◆ What is asked ◆
Reproduce verbatim only the lines from the one containing "of the ocean." through the last line below, both included.

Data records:
■ ■ ■ ■
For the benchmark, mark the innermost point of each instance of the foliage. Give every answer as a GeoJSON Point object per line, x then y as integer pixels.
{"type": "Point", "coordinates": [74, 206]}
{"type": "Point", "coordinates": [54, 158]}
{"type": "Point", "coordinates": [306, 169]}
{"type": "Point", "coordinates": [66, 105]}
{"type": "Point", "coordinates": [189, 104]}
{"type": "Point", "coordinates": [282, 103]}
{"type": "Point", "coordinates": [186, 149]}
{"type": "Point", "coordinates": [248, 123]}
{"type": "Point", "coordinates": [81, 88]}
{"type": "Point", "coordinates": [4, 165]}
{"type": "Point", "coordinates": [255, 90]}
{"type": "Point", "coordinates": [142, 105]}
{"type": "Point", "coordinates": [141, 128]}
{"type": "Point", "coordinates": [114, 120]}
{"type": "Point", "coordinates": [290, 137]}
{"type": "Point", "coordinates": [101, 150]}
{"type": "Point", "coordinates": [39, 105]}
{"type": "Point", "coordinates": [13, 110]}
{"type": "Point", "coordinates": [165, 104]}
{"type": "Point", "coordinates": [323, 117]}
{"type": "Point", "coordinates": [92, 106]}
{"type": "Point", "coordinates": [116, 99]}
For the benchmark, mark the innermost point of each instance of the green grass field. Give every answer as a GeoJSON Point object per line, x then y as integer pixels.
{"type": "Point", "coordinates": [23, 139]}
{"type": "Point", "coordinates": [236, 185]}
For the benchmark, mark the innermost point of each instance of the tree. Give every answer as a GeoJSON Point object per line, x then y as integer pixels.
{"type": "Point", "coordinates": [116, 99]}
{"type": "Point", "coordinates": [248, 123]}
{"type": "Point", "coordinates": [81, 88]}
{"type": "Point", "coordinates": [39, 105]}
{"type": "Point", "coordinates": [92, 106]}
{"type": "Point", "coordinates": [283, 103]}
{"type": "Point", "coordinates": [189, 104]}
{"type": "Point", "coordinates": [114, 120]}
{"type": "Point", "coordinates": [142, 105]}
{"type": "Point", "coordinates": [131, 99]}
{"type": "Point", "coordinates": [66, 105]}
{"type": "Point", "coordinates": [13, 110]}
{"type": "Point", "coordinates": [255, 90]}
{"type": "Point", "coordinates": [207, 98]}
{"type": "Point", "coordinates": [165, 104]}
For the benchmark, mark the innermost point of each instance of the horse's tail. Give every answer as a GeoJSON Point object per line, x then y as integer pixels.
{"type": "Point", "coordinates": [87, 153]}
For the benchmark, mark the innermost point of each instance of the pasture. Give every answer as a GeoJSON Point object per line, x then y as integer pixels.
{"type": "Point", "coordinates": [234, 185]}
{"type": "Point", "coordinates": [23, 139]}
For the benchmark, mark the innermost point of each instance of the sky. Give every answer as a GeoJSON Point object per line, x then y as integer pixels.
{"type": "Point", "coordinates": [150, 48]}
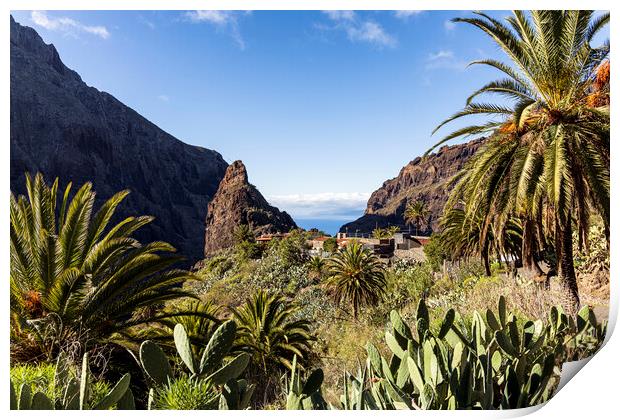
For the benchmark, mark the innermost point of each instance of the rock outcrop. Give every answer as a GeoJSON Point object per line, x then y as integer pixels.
{"type": "Point", "coordinates": [421, 179]}
{"type": "Point", "coordinates": [237, 202]}
{"type": "Point", "coordinates": [64, 128]}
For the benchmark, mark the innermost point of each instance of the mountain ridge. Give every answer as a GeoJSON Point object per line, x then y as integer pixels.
{"type": "Point", "coordinates": [64, 128]}
{"type": "Point", "coordinates": [424, 178]}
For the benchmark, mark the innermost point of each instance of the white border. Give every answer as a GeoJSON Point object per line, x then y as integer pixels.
{"type": "Point", "coordinates": [593, 393]}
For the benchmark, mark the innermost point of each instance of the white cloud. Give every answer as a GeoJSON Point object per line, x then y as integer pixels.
{"type": "Point", "coordinates": [449, 26]}
{"type": "Point", "coordinates": [406, 14]}
{"type": "Point", "coordinates": [444, 59]}
{"type": "Point", "coordinates": [442, 54]}
{"type": "Point", "coordinates": [340, 14]}
{"type": "Point", "coordinates": [225, 20]}
{"type": "Point", "coordinates": [328, 205]}
{"type": "Point", "coordinates": [371, 32]}
{"type": "Point", "coordinates": [358, 29]}
{"type": "Point", "coordinates": [67, 25]}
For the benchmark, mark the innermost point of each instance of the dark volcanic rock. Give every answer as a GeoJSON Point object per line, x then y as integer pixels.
{"type": "Point", "coordinates": [421, 179]}
{"type": "Point", "coordinates": [238, 202]}
{"type": "Point", "coordinates": [64, 128]}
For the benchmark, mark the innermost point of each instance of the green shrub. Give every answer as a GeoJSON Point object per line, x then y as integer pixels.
{"type": "Point", "coordinates": [330, 245]}
{"type": "Point", "coordinates": [39, 376]}
{"type": "Point", "coordinates": [185, 393]}
{"type": "Point", "coordinates": [435, 252]}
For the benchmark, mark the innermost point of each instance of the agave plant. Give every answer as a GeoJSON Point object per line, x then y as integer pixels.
{"type": "Point", "coordinates": [75, 275]}
{"type": "Point", "coordinates": [356, 276]}
{"type": "Point", "coordinates": [548, 160]}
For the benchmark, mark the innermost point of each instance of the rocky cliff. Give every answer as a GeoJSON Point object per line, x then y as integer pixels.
{"type": "Point", "coordinates": [421, 179]}
{"type": "Point", "coordinates": [238, 202]}
{"type": "Point", "coordinates": [64, 128]}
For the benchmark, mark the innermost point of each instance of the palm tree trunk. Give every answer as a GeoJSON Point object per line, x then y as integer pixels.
{"type": "Point", "coordinates": [568, 278]}
{"type": "Point", "coordinates": [485, 260]}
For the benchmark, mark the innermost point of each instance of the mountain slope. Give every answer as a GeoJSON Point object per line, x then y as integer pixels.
{"type": "Point", "coordinates": [66, 129]}
{"type": "Point", "coordinates": [238, 202]}
{"type": "Point", "coordinates": [421, 179]}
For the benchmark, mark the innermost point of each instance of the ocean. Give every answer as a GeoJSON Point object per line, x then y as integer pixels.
{"type": "Point", "coordinates": [326, 225]}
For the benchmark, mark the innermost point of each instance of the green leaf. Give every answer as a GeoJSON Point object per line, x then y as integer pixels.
{"type": "Point", "coordinates": [374, 356]}
{"type": "Point", "coordinates": [393, 345]}
{"type": "Point", "coordinates": [115, 394]}
{"type": "Point", "coordinates": [230, 370]}
{"type": "Point", "coordinates": [155, 363]}
{"type": "Point", "coordinates": [25, 397]}
{"type": "Point", "coordinates": [218, 347]}
{"type": "Point", "coordinates": [447, 323]}
{"type": "Point", "coordinates": [127, 401]}
{"type": "Point", "coordinates": [84, 383]}
{"type": "Point", "coordinates": [12, 398]}
{"type": "Point", "coordinates": [40, 401]}
{"type": "Point", "coordinates": [184, 348]}
{"type": "Point", "coordinates": [399, 325]}
{"type": "Point", "coordinates": [313, 383]}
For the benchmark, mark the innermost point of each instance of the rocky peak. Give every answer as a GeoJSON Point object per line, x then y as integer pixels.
{"type": "Point", "coordinates": [236, 174]}
{"type": "Point", "coordinates": [238, 202]}
{"type": "Point", "coordinates": [66, 129]}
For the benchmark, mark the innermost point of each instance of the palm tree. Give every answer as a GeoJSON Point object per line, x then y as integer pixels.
{"type": "Point", "coordinates": [267, 329]}
{"type": "Point", "coordinates": [316, 267]}
{"type": "Point", "coordinates": [415, 213]}
{"type": "Point", "coordinates": [74, 275]}
{"type": "Point", "coordinates": [357, 276]}
{"type": "Point", "coordinates": [548, 160]}
{"type": "Point", "coordinates": [463, 238]}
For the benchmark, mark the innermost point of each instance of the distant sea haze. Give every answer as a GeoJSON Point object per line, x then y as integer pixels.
{"type": "Point", "coordinates": [329, 226]}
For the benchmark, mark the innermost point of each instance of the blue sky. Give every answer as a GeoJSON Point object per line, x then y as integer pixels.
{"type": "Point", "coordinates": [322, 107]}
■ ■ ■ ■
◆ Correct answer ◆
For the benchmark, mark the innermost point of each instance of the ocean. Give every answer as a GeoJSON Point object per line, x then y as integer pixels.
{"type": "Point", "coordinates": [326, 225]}
For the benchmark, mark the innermost point of each instance of the green leaf. Give every answer as a GeoJSON Point object per line, x then y as integer pixels.
{"type": "Point", "coordinates": [374, 356]}
{"type": "Point", "coordinates": [393, 345]}
{"type": "Point", "coordinates": [115, 394]}
{"type": "Point", "coordinates": [230, 370]}
{"type": "Point", "coordinates": [155, 363]}
{"type": "Point", "coordinates": [25, 397]}
{"type": "Point", "coordinates": [218, 347]}
{"type": "Point", "coordinates": [447, 323]}
{"type": "Point", "coordinates": [127, 401]}
{"type": "Point", "coordinates": [84, 383]}
{"type": "Point", "coordinates": [12, 398]}
{"type": "Point", "coordinates": [40, 401]}
{"type": "Point", "coordinates": [184, 348]}
{"type": "Point", "coordinates": [399, 325]}
{"type": "Point", "coordinates": [313, 383]}
For the benchmark, mark the innermost point of each instance of the rocky peak. Give every answer as a GeoJSON Point object per line, x then y as integer pixels.
{"type": "Point", "coordinates": [236, 174]}
{"type": "Point", "coordinates": [238, 202]}
{"type": "Point", "coordinates": [66, 129]}
For the benchmark, mark the innermost point of each instance of the palm tree. Give every answer as a GeoJSON Point object per line, x then y as integer pixels.
{"type": "Point", "coordinates": [267, 329]}
{"type": "Point", "coordinates": [316, 267]}
{"type": "Point", "coordinates": [415, 213]}
{"type": "Point", "coordinates": [74, 275]}
{"type": "Point", "coordinates": [357, 276]}
{"type": "Point", "coordinates": [548, 160]}
{"type": "Point", "coordinates": [463, 238]}
For the benchmark, mark the innermost point of each instance of the distant sea haze. Give every answer as a GeoJSON Point object per line, x then y as integer pixels.
{"type": "Point", "coordinates": [329, 226]}
For the benchmark, mark the innermost point of each instance of the blue sky. Give every answer as a GeoJSON Point object per line, x then y as integer pixels.
{"type": "Point", "coordinates": [322, 107]}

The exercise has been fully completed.